Wednesday, March 31, 2010
Sad and Vulnerable
I feel sad about what happened today.
And then I move from sadness to vulnerability. I feel vulnerable. And worried.
Why is it that when tragedy strikes (relatively) close to home that my mind shifts and focuses sharply on the possibility of loss like this in my own life? A tragic event does not make another tragic event any more likely. That's the rational voice but one that wouldn't belong to me. I'm swept away on a wave of irrational fears. Exposed and afraid.
What happened today was the report of the sudden and unexpected death of a fellow student of Laura's at college. No details yet; just some theories and talk. Laura knew her from the dorm freshman year and from shared classes over the last 4 years. She was to have graduated along with Laura in early May. And now she's gone, her young life tragically taken. Why? For what reason? How can her parents bear the pain?
These questions well up in me with no answers and my mind instantly locks on to the 290 mile drive home my daughter will make tomorrow night for Easter weekend. Ominous and threatening; suddenly I'm afraid.
Some say this is learned behavior. Others say it is "hard wired" into our genes. Probably a bit of both in my case; I am my mother's daughter and I learned from the "master".
I'll be glad to fold my arms around my daughter tomorrow night and hold her close to me. I ache inside for the parents of the young woman who died yesterday.

- [DATA UNDER STUDY]:

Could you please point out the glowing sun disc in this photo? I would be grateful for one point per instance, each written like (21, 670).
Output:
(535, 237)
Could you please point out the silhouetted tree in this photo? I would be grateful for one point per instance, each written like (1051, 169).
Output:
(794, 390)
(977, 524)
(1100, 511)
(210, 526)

...

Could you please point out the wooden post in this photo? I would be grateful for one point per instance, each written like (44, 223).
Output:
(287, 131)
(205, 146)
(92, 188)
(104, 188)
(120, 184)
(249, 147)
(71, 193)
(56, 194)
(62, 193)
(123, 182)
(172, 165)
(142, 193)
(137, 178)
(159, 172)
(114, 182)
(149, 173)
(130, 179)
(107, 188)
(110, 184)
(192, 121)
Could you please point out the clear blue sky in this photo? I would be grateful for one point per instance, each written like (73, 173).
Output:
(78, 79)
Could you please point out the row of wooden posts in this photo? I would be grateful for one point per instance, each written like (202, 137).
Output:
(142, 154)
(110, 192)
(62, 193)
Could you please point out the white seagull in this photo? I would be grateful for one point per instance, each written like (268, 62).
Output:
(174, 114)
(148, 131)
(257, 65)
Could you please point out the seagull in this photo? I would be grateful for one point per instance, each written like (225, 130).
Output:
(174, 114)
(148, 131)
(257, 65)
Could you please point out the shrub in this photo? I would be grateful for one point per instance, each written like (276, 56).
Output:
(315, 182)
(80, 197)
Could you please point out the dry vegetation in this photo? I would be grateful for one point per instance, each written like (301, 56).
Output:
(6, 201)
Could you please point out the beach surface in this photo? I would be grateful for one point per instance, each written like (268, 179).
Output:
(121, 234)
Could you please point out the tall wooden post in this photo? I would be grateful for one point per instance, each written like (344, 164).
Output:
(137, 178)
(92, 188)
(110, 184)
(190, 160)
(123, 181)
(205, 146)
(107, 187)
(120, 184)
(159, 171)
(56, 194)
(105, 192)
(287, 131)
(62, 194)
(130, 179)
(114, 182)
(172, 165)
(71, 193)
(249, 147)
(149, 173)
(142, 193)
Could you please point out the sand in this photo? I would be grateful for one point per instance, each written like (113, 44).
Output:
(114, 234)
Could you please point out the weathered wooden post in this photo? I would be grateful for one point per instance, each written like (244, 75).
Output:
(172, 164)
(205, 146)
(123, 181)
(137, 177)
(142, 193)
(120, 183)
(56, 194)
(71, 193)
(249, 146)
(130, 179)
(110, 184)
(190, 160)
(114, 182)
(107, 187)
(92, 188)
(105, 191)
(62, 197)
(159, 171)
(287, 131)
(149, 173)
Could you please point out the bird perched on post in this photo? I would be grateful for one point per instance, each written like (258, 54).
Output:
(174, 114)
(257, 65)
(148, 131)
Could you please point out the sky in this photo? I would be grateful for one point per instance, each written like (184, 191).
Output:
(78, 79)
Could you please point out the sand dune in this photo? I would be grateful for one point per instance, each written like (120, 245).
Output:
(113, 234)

* * *

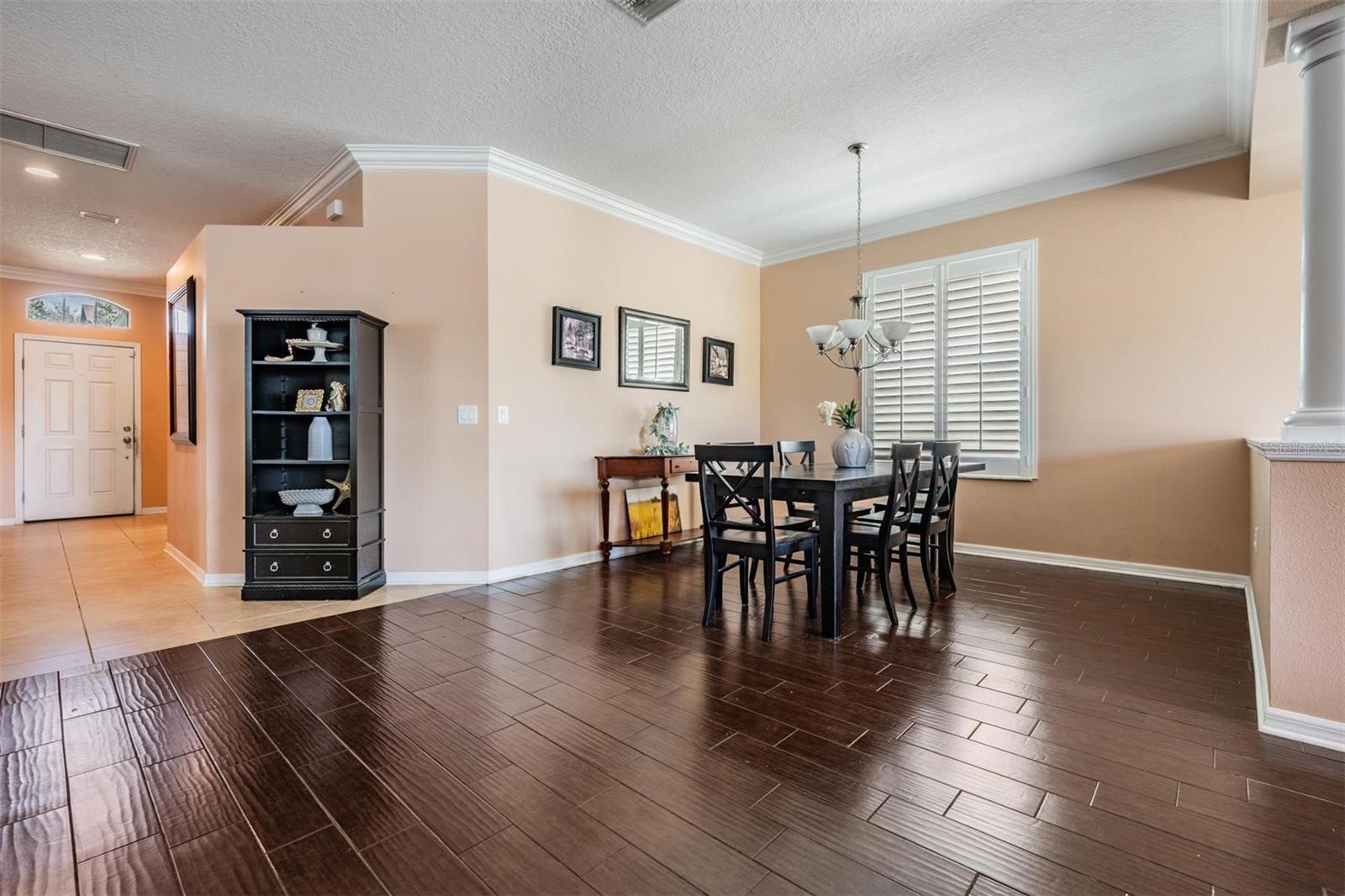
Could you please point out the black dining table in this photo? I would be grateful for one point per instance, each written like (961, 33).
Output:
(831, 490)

- [ASSIGNMENT]: Reproduce the blog entry "Sad and Vulnerable" in full, word for word. Work from the blog entry alone.

- [ANSWER]:
Wednesday, March 31, 2010
Sad and Vulnerable
I feel sad about what happened today.
And then I move from sadness to vulnerability. I feel vulnerable. And worried.
Why is it that when tragedy strikes (relatively) close to home that my mind shifts and focuses sharply on the possibility of loss like this in my own life? A tragic event does not make another tragic event any more likely. That's the rational voice but one that wouldn't belong to me. I'm swept away on a wave of irrational fears. Exposed and afraid.
What happened today was the report of the sudden and unexpected death of a fellow student of Laura's at college. No details yet; just some theories and talk. Laura knew her from the dorm freshman year and from shared classes over the last 4 years. She was to have graduated along with Laura in early May. And now she's gone, her young life tragically taken. Why? For what reason? How can her parents bear the pain?
These questions well up in me with no answers and my mind instantly locks on to the 290 mile drive home my daughter will make tomorrow night for Easter weekend. Ominous and threatening; suddenly I'm afraid.
Some say this is learned behavior. Others say it is "hard wired" into our genes. Probably a bit of both in my case; I am my mother's daughter and I learned from the "master".
I'll be glad to fold my arms around my daughter tomorrow night and hold her close to me. I ache inside for the parents of the young woman who died yesterday.